Stated problem = Give these lines again with "grey hair" switched to "gray hair" everywhere and nothing else changed. Leave the pictures out of your answer.

Available records =
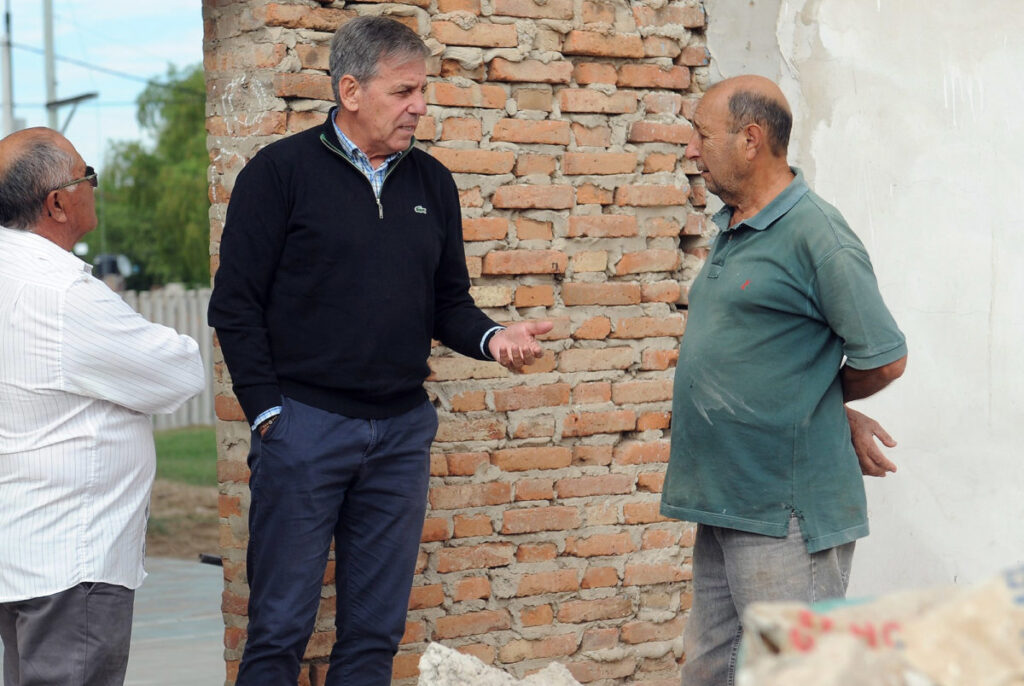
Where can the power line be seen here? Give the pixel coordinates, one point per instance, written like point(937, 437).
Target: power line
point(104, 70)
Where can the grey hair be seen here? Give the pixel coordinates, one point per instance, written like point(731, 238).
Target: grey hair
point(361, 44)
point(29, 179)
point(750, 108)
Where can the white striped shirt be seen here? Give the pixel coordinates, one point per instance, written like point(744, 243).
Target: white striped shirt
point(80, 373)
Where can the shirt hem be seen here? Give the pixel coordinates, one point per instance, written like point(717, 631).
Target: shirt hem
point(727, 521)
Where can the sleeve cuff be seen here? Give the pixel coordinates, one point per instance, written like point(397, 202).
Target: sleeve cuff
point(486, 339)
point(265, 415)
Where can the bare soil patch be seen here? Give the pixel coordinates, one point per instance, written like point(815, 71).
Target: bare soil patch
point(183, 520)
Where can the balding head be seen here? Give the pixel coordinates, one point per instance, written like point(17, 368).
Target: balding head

Response to this task =
Where can the power line be seen here? Give the pixel coordinates, one point per instance, written like point(937, 437).
Target: power line
point(104, 70)
Where can the gray hair be seen here? Give the pixel coordinates, one point per instance, written like point(731, 238).
Target: gray hair
point(361, 44)
point(29, 179)
point(750, 108)
Where can the white striped shirt be seen here? Give the pixel coordinates, one point per instance, written like point(744, 243).
Target: white striped shirt
point(80, 373)
Where can the shirt hem be seen here? Give the pixel coordinates, one point per instance, written like point(717, 631).
Target: shirt hem
point(727, 521)
Where can the sleeve cuff be seen here? Give the pixel coordinates, one point per instance, written like point(397, 202).
Target: sleeve cuff
point(486, 339)
point(265, 415)
Where can the bare soil patch be seen here? Give the pixel coordinates, one point per instance, written like point(815, 71).
Target: bare soil patch
point(183, 520)
Where can the balding head be seen here? Give the pixel coordinates, one point per instance, written like point(17, 368).
Target: balding head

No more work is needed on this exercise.